** Problem 1 **
In the forum thread about babies sleeping with their parents, copy the passage from "I don't want" to "S.I.D.S. By 50%.".
** Problem 2 **
According to the forum thread about babies sleeping with their parents, what does the Owlet sock monitor keep track of?

I don't want to imagine what you and your family went through! I am so sorry.
Thanks for the information.


----------



## KM87

ConanHub said:


> My son and his fiance just had my first grandson and the medical staff told them that letting the baby sleep with them, even if they don't move or roll at all, increases the risk of S.I.D.S. By 50%.
> 
> I think that is the biggest load of bull **** I have ever heard!
> 
> They are also trying to get them to not touch him very much.
> 
> This seems beyond asinine to me but I'm looking for input on this.
> 
> Touching and holding babies is a needed health issue with real evidence that it increases good health.
> 
> What do you think?


I agree that sleeping with baby increases risk of SIDS and suffocation greatly. But I also get that it makes life easier - especially if mama is nursing. I must admit that I've slept with all 3 of my babies in my arms for their first 6 weeks or so. However, my husband hasn't been in the bed (he's a much heavier sleeper and we both were concerned for the ramifications of that aspect. I propped my babies in my arms and am the world's lightest sleeper so I knew I would wake up if anything happened. Furthermore for #3, I am using the Owlet sock monitor. It monitors oxygen levels and pulse and alerts you to anything abnormal. I definitely slept - and continue to sleep - better with this little beauty. I highly recommend it if mom and dad are worried about sleep safety - which, really, what parent isn't, especially during the first year or two?!

Sleeping in their own space is most definitely the safest. However, SIDS can still happen. I thank the Lord for my Owlet.

** Listed entries **
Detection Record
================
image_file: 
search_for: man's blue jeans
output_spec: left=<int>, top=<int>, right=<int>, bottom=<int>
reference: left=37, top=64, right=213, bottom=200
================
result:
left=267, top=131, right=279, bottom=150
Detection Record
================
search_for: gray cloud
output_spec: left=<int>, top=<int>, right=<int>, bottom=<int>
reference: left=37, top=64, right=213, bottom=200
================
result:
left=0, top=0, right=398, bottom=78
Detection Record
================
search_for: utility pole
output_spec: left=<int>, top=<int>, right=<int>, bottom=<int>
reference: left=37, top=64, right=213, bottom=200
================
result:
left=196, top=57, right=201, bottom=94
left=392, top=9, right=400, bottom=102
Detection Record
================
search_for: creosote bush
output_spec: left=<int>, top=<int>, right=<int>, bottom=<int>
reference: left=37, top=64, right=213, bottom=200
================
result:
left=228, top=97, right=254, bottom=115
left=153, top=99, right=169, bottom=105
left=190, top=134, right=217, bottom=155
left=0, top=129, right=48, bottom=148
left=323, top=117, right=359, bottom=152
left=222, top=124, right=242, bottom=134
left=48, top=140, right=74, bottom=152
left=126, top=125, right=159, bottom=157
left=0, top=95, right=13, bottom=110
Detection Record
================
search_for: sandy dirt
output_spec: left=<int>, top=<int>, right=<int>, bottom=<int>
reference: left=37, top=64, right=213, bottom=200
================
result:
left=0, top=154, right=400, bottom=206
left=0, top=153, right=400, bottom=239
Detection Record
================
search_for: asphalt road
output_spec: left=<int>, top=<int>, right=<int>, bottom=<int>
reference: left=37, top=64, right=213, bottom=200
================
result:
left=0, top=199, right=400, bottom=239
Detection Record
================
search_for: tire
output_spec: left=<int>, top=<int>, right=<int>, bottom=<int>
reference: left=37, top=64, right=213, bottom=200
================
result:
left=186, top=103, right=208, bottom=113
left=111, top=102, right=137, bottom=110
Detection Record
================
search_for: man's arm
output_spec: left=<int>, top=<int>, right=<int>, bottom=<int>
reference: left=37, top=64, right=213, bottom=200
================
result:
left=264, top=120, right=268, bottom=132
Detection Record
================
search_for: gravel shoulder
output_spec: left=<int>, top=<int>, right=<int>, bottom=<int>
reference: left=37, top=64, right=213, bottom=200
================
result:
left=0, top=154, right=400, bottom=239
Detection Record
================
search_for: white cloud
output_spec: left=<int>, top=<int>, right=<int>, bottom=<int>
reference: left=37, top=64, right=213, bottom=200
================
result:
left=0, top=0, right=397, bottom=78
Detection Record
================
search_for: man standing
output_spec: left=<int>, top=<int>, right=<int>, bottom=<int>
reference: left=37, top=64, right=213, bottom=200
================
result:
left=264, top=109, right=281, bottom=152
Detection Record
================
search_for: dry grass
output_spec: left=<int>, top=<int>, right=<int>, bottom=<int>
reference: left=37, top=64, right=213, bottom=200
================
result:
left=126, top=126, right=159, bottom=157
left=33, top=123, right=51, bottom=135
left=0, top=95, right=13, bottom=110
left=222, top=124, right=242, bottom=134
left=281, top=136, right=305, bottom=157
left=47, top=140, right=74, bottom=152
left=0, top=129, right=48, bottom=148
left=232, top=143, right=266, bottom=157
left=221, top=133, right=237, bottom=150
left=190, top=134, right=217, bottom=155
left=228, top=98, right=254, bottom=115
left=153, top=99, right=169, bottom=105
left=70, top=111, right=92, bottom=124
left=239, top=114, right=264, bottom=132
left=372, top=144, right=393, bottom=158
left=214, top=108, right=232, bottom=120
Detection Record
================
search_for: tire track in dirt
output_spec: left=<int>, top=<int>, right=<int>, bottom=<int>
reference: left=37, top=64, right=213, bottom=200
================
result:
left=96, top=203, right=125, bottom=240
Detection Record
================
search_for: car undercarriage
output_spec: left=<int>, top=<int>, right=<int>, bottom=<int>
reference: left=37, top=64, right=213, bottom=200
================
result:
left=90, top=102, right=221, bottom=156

** Worked solution 1 **
I don't want to imagine what you and your family went through! I am so sorry.
Thanks for the information.


----------



## KM87

ConanHub said:


> My son and his fiance just had my first grandson and the medical staff told them that letting the baby sleep with them, even if they don't move or roll at all, increases the risk of S.I.D.S. By 50%.

** Worked solution 2 **
Oxygen levels and pulse.